Role of the Technical Communicator
00:11:56
Speaker
Exactly. The next thing I'd like to talk about is what we've come to define as the core tenet of the program. And again, I feel like it took us almost a year to really decide what we were all going to agree on. But I'm going to say a sentence, which is that the technical communicator's job is to transfer information to their audience with the smallest cognitive load while still being trustworthy and actionable.
00:12:20
Speaker
And I love the brilliance of this sentence because it captures in essence sense what we want our graduates to be able to do. You have to think again of the audience but it also gives an additional step of how to create your message that you think of reducing the cognitive load, but at the same time not oversimplifying or making it sound partially insulting or disrespectful, but meeting the audience where they are. And I think that's that's very important, whether it's in teaching or communication or anything.
00:12:57
Speaker
You have to meet your audience where they are and that's what this aspect of trustworthy brings to the table. But engineers also get things done. Their idea is to create a solution that solves a problem. You can only get things done if you can communicate in a way that results into something that's being actionable. So the recipient can make a decision of where they should go.

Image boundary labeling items
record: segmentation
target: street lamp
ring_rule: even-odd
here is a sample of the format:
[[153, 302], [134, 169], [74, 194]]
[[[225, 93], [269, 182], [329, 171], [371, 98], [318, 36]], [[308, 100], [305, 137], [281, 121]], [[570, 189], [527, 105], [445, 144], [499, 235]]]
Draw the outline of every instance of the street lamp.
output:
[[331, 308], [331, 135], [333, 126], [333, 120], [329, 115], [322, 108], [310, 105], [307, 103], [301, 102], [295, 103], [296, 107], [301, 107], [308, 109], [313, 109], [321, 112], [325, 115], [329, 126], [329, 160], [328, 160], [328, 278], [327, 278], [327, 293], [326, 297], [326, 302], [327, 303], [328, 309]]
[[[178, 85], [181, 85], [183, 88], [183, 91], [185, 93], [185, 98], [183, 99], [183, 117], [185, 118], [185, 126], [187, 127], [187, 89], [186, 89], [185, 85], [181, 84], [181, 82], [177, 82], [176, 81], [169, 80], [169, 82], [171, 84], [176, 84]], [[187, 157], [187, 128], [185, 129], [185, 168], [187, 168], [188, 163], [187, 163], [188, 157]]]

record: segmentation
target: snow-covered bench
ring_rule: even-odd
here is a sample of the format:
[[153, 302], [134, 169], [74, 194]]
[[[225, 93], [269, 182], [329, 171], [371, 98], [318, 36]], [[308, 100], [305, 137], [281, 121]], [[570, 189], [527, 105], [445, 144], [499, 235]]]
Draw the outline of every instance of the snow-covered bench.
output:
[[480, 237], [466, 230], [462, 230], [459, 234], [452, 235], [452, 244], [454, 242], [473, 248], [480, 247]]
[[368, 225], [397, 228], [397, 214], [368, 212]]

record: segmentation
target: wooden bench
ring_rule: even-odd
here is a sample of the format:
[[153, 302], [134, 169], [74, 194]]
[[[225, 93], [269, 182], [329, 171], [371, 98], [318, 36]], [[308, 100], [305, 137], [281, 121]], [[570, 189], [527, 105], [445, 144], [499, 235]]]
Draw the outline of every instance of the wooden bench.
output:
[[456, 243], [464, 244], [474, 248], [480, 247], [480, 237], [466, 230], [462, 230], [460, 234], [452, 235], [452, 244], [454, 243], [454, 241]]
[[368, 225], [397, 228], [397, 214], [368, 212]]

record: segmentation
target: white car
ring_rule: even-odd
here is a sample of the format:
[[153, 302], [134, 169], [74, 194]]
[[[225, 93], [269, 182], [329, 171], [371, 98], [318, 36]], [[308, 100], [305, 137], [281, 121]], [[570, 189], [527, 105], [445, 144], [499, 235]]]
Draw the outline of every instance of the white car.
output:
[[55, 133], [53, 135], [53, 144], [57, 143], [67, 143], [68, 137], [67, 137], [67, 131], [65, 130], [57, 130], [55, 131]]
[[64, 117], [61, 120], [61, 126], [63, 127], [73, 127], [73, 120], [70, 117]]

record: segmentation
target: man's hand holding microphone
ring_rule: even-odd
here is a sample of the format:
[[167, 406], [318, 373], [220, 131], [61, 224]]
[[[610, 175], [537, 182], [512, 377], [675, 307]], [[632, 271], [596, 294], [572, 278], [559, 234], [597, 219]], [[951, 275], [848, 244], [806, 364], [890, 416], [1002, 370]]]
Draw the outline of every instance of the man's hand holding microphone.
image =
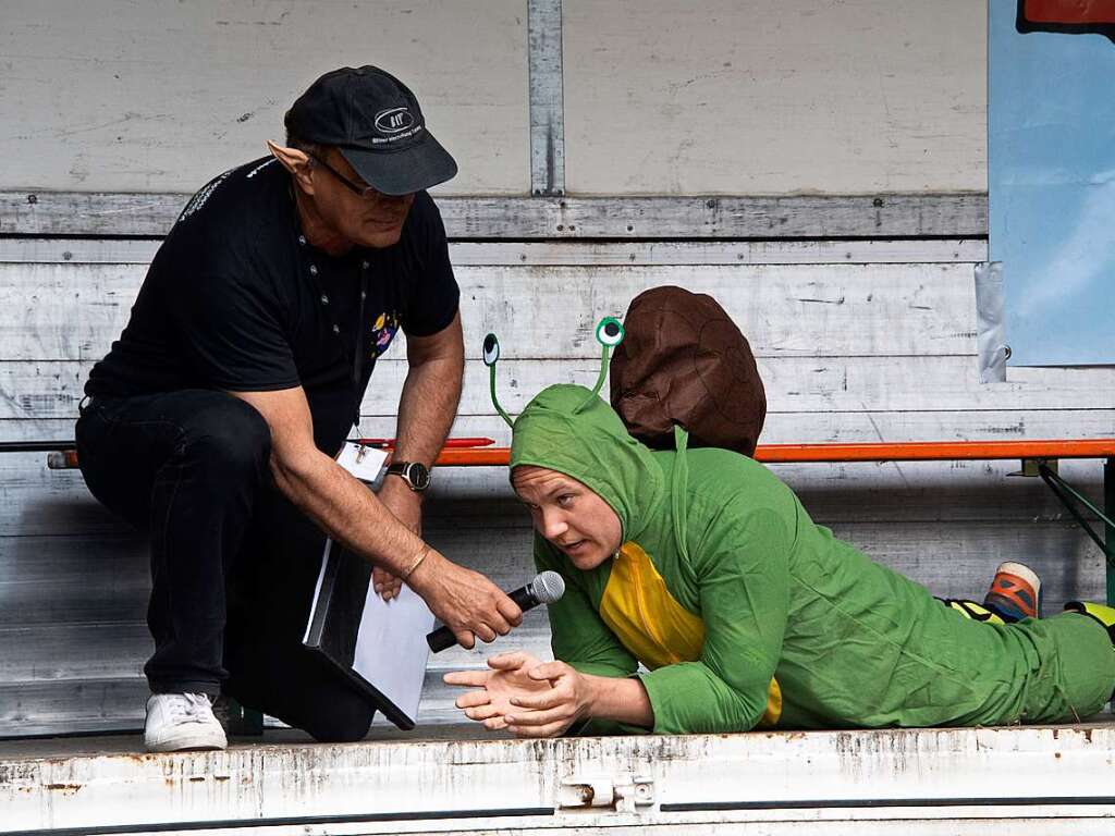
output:
[[522, 623], [522, 607], [487, 577], [426, 550], [406, 582], [460, 647], [472, 649], [477, 638], [495, 641]]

● Set exercise 1
List every timestamp that appears in the transcript on the role of the technical communicator.
● Set exercise 2
Repeat the part of the technical communicator transcript starting with "Role of the" and going on through "trustworthy and actionable.".

● Full answer 1
00:11:56
00:12:20
00:12:57

● Full answer 2
Role of the Technical Communicator
00:11:56
Speaker
Exactly. The next thing I'd like to talk about is what we've come to define as the core tenet of the program. And again, I feel like it took us almost a year to really decide what we were all going to agree on. But I'm going to say a sentence, which is that the technical communicator's job is to transfer information to their audience with the smallest cognitive load while still being trustworthy and actionable.